Image-backed grounding data
━━━━━━━━━━━━━━━━━━━━━━━━━━━━━━

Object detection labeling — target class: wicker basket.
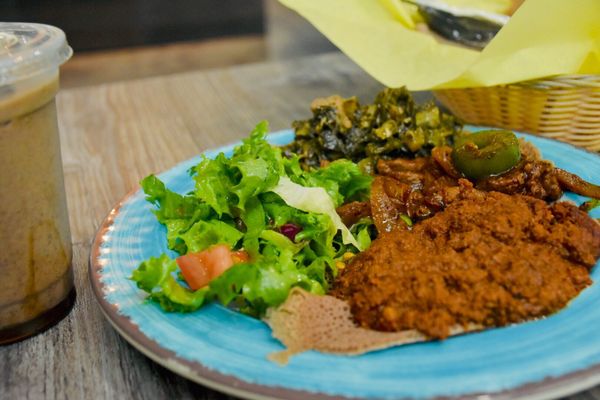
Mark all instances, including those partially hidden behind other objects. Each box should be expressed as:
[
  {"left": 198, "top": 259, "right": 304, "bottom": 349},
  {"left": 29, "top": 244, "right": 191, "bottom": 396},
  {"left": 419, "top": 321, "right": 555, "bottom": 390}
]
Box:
[{"left": 433, "top": 75, "right": 600, "bottom": 151}]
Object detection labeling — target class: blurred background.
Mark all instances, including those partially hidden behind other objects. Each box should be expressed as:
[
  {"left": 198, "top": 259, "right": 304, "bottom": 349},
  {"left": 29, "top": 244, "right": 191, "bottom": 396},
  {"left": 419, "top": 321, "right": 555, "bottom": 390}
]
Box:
[{"left": 2, "top": 0, "right": 338, "bottom": 88}]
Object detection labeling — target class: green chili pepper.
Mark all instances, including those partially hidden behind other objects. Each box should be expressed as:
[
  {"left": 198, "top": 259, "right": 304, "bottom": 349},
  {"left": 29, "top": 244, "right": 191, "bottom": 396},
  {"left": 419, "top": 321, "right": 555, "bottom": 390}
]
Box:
[
  {"left": 399, "top": 214, "right": 413, "bottom": 227},
  {"left": 452, "top": 130, "right": 521, "bottom": 180},
  {"left": 580, "top": 198, "right": 600, "bottom": 213}
]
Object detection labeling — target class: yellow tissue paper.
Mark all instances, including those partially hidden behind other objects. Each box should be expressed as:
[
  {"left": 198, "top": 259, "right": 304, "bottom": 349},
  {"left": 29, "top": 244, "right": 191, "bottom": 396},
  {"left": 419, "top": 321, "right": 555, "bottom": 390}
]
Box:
[
  {"left": 378, "top": 0, "right": 419, "bottom": 28},
  {"left": 278, "top": 0, "right": 600, "bottom": 90},
  {"left": 442, "top": 0, "right": 513, "bottom": 15}
]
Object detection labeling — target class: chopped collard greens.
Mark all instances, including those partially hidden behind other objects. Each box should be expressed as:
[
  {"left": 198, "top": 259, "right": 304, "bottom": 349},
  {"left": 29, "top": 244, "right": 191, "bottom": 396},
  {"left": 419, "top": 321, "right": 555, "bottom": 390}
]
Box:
[{"left": 282, "top": 87, "right": 463, "bottom": 171}]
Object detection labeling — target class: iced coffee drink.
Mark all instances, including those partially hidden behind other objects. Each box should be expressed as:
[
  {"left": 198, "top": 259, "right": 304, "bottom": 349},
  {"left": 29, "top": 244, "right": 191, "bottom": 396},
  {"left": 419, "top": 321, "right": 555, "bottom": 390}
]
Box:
[{"left": 0, "top": 23, "right": 74, "bottom": 344}]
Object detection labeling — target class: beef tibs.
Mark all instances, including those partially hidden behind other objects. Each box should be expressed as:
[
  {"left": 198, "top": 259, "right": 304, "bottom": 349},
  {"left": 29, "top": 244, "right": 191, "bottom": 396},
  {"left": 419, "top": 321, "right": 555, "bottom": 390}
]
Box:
[
  {"left": 371, "top": 150, "right": 460, "bottom": 233},
  {"left": 336, "top": 201, "right": 371, "bottom": 227},
  {"left": 332, "top": 181, "right": 600, "bottom": 339},
  {"left": 353, "top": 140, "right": 600, "bottom": 233}
]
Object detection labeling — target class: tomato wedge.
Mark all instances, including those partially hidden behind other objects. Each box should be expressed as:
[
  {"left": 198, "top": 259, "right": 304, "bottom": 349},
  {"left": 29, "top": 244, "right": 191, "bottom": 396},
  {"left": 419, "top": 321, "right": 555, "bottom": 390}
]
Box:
[
  {"left": 231, "top": 250, "right": 249, "bottom": 264},
  {"left": 176, "top": 253, "right": 211, "bottom": 290},
  {"left": 176, "top": 245, "right": 249, "bottom": 290},
  {"left": 205, "top": 244, "right": 235, "bottom": 277}
]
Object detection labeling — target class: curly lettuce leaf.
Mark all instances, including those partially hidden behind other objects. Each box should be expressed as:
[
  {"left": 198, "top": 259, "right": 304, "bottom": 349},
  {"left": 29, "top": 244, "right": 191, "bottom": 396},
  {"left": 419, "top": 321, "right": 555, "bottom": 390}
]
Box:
[
  {"left": 240, "top": 196, "right": 266, "bottom": 258},
  {"left": 141, "top": 175, "right": 210, "bottom": 222},
  {"left": 141, "top": 175, "right": 214, "bottom": 254},
  {"left": 301, "top": 159, "right": 373, "bottom": 207},
  {"left": 194, "top": 153, "right": 236, "bottom": 216},
  {"left": 352, "top": 217, "right": 375, "bottom": 251},
  {"left": 178, "top": 219, "right": 243, "bottom": 253},
  {"left": 229, "top": 122, "right": 285, "bottom": 208},
  {"left": 193, "top": 121, "right": 285, "bottom": 215},
  {"left": 164, "top": 219, "right": 189, "bottom": 255},
  {"left": 259, "top": 229, "right": 305, "bottom": 255},
  {"left": 149, "top": 278, "right": 208, "bottom": 313}
]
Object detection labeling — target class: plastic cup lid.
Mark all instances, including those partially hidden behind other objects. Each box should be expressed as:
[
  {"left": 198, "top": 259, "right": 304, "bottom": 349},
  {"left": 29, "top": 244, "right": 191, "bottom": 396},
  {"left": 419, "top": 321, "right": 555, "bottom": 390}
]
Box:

━━━━━━━━━━━━━━━━━━━━━━━━━━━━━━

The answer is the line with "Object detection labeling — target class: curly" plus every line after it to the last line of the entries above, copied exactly and with no other lines.

Object detection labeling — target class: curly lettuce leaf.
Mark all instances, including those partially hidden behind other objects. Each box should be expressed as:
[
  {"left": 198, "top": 259, "right": 304, "bottom": 349},
  {"left": 29, "top": 244, "right": 191, "bottom": 396},
  {"left": 419, "top": 321, "right": 555, "bottom": 390}
]
Box:
[
  {"left": 240, "top": 196, "right": 266, "bottom": 258},
  {"left": 141, "top": 175, "right": 210, "bottom": 222},
  {"left": 141, "top": 175, "right": 214, "bottom": 254},
  {"left": 301, "top": 159, "right": 373, "bottom": 207},
  {"left": 194, "top": 153, "right": 236, "bottom": 216},
  {"left": 352, "top": 217, "right": 375, "bottom": 251},
  {"left": 178, "top": 219, "right": 243, "bottom": 253},
  {"left": 229, "top": 122, "right": 285, "bottom": 208},
  {"left": 193, "top": 121, "right": 285, "bottom": 215},
  {"left": 164, "top": 219, "right": 189, "bottom": 255},
  {"left": 259, "top": 229, "right": 305, "bottom": 255},
  {"left": 149, "top": 278, "right": 208, "bottom": 313}
]
Object detection labeling — target class: plastic cup lid.
Mark all instances, including those partially hidden behind other objects. Each box should be expressed as:
[
  {"left": 198, "top": 259, "right": 304, "bottom": 349},
  {"left": 29, "top": 244, "right": 191, "bottom": 396},
  {"left": 419, "top": 321, "right": 555, "bottom": 390}
]
Box:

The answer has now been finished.